CONSIGNE 1 =>
Dans le texte sur les PM2,5 et la glycémie, sur combien de jours est calculée la moyenne des concentrations pour la période d'exposition du mois ?
CONSIGNE 2 =>
Recopiez le passage du texte sur les PM2,5 et la glycémie qui commence aux mots "L’effet à court" et s'arrête après "et la saisonnalité.", puis changez-y "sujet" en "individu".

TEXTE PRÉSENTÉ =>
==================================================
Exposition aux PM2,5 et glycémie

L’effet à court et moyen termes de l’exposition aux PM2,5 sur la glycémie a été estimé en considérant trois périodes d’exposition précédant le jour de la mesure : la veille, la semaine (moyenne des concentrations journalières des sept jours précédents) et le mois (moyenne des 28 jours). Le modèle statistique tenait compte des corrélations entre les observations réalisées à plusieurs reprises chez un même sujet et était ajusté pour l’âge, l’indice de masse corporelle, l’origine ethnique, le niveau d’activité physique, la consommation d’alcool et de tabac, le niveau d’études, les traitements par statines, la température et la saisonnalité.

L’augmentation d’un intervalle interquartile (IIQ) du niveau des PM2,5 est associée à une élévation de la glycémie aux trois intervalles de temps considérés : + 0,57 mg/dL (IC95 = 0,02-1,11 ; p = 0,04), 1,02 mg/dL (0,41-1,63 ; p = 0,001) et 0,89 mg/dL (0,32-1,47 ; p = 0,003) respectivement pour une augmentation d’un IIQ des concentrations du jour précédant la mesure (+ 5,73 μg/m3), des sept jours (4,28 μg/m3) et des 28 jours (3,09 μg/m3) précédents. Dans une analyse catégorielle, ces mêmes incréments du niveau des PM2,5 se traduisent respectivement par une augmentation du risque d’HMJ de 13 % (OR = 1,13 [0,97-1,33]), 27 % (OR = 1,27 [1,06-1,52]) et 32 % (OR = 1,32 [1,10-1,58]).

Médiation épigénétique

Des quatre gènes candidats, seul ICAM-1 présente un degré de méthylation associé à la fois au niveau des PM2,5 et à celui de la glycémie, ces deux associations étant négatives et formant un ensemble biologiquement plausible pour une action sur la régulation glycémique.

L’exposition aux PM2,5 entraînerait ainsi une déméthylation d’ICAM-1 dont l’effet attendu est une régulation à la hausse de son expression, la méthylation de l’ADN rendant généralement un gène silencieux. La glycoprotéine ICAM-1 est responsable de l’adhésion des leucocytes circulants aux cellules endothéliales, première étape de leur transmigration vers le tissu cible. Dans le cas du tissu adipeux, un lien a été établi entre l’inflammation chronique à bas bruit et la résistance à l’insuline. Alternativement, une inflammation du pancréas pourrait affecter la sécrétion d’insuline.
==================================================
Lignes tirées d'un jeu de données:
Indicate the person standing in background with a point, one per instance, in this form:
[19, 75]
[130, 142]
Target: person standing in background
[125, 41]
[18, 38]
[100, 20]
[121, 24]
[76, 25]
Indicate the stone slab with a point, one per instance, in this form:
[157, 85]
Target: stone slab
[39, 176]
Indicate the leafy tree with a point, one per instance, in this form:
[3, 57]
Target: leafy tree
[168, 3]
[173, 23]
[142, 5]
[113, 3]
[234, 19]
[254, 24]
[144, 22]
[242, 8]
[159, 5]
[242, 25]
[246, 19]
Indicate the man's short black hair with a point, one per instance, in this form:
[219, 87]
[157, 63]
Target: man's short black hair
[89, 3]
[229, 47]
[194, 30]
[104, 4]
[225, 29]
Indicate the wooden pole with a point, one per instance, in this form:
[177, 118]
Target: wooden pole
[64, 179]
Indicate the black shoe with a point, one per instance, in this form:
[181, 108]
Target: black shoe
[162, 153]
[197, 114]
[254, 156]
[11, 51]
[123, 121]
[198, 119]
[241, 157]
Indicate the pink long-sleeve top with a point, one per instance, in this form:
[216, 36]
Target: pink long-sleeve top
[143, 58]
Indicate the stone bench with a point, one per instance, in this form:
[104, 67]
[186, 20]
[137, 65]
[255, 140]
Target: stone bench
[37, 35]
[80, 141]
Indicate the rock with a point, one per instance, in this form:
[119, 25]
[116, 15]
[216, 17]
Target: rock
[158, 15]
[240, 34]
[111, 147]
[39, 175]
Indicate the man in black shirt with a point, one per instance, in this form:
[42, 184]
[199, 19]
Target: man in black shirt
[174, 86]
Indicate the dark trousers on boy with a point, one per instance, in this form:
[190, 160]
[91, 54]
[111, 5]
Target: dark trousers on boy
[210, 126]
==================================================
RÉPONSE RÉDIGÉE 1 =>
Sur 28 jours.

RÉPONSE RÉDIGÉE 2 =>
L’effet à court et moyen termes de l’exposition aux PM2,5 sur la glycémie a été estimé en considérant trois périodes d’exposition précédant le jour de la mesure : la veille, la semaine (moyenne des concentrations journalières des sept jours précédents) et le mois (moyenne des 28 jours). Le modèle statistique tenait compte des corrélations entre les observations réalisées à plusieurs reprises chez un même individu et était ajusté pour l’âge, l’indice de masse corporelle, l’origine ethnique, le niveau d’activité physique, la consommation d’alcool et de tabac, le niveau d’études, les traitements par statines, la température et la saisonnalité.